- Work to complete -
Reproduce every row below verbatim, omitting the pictures.

- Data provided -
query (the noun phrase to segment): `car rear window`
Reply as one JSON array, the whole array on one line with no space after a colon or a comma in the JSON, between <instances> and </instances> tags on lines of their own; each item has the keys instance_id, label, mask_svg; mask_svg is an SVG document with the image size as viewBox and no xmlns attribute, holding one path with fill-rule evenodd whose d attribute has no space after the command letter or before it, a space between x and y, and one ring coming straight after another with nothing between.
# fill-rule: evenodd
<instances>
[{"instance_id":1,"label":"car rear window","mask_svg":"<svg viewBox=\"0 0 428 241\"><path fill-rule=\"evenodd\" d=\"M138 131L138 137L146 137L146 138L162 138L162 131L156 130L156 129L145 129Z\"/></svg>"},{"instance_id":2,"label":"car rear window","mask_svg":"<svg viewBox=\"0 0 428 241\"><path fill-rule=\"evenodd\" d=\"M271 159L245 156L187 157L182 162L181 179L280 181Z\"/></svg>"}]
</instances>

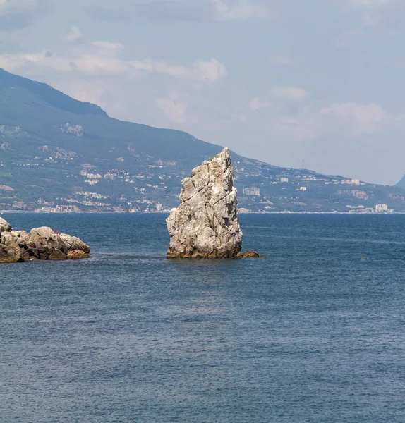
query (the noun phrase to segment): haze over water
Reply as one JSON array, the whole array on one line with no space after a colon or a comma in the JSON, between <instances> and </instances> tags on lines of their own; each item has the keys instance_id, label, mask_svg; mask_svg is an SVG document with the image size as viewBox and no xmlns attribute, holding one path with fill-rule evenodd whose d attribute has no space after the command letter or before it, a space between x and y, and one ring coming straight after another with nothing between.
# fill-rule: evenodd
<instances>
[{"instance_id":1,"label":"haze over water","mask_svg":"<svg viewBox=\"0 0 405 423\"><path fill-rule=\"evenodd\" d=\"M165 215L3 217L92 259L0 266L0 422L405 421L405 216L242 215L267 258L179 261Z\"/></svg>"}]
</instances>

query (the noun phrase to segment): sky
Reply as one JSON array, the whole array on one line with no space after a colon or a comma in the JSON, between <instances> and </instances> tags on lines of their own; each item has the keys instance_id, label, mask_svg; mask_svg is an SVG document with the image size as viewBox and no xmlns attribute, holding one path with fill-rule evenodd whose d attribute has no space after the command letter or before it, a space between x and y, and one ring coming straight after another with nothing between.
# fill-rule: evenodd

- Reply -
query (the noun phrase to segment): `car rear window`
Reply as one JSON array, the whole array on one line with no space after a colon or a comma in the JSON, between <instances> and </instances> tags on lines of their own; each item has the keys instance_id, label, mask_svg; mask_svg is an SVG document with the image size as viewBox and no xmlns attribute, holding one path with fill-rule evenodd whose d attribute has no space after the command letter or before it, a space between x and y, and one ring coming straight after another with nothing between.
# fill-rule: evenodd
<instances>
[{"instance_id":1,"label":"car rear window","mask_svg":"<svg viewBox=\"0 0 428 241\"><path fill-rule=\"evenodd\" d=\"M138 131L138 137L146 137L146 138L162 138L162 131L156 130L156 129L145 129Z\"/></svg>"},{"instance_id":2,"label":"car rear window","mask_svg":"<svg viewBox=\"0 0 428 241\"><path fill-rule=\"evenodd\" d=\"M271 159L245 156L187 157L182 162L181 179L280 181Z\"/></svg>"}]
</instances>

query (the noun phrase to segment): haze over water
Reply as one JSON array, the whole array on one line with no space after a colon or a comma in the JSON, between <instances> and </instances> tags on lines of their own; each item has the keys instance_id, label, mask_svg; mask_svg is an SVG document with the image size as viewBox and no xmlns attribute, holding one path with fill-rule evenodd whose d attribute has no space after the command letter or before it, a space between x and y, and one ring coming straight after another with nothing between.
# fill-rule: evenodd
<instances>
[{"instance_id":1,"label":"haze over water","mask_svg":"<svg viewBox=\"0 0 405 423\"><path fill-rule=\"evenodd\" d=\"M165 215L3 217L92 259L0 266L0 422L405 421L405 216L242 215L267 258L179 261Z\"/></svg>"}]
</instances>

query (the noun phrase to segment): sky
Reply as one JSON array, the whole array on one line with no space after a colon or a comma in the JSON, between <instances> and </instances> tags on lines of their own; each item has the keys instance_id, label, mask_svg; mask_svg is an SVG document with the image size as viewBox and no xmlns attribute, holding one path with fill-rule evenodd whose d attribute has no space after the command letter or before it, a space between x and y, and one ring coming straight after another with nothing between.
# fill-rule: evenodd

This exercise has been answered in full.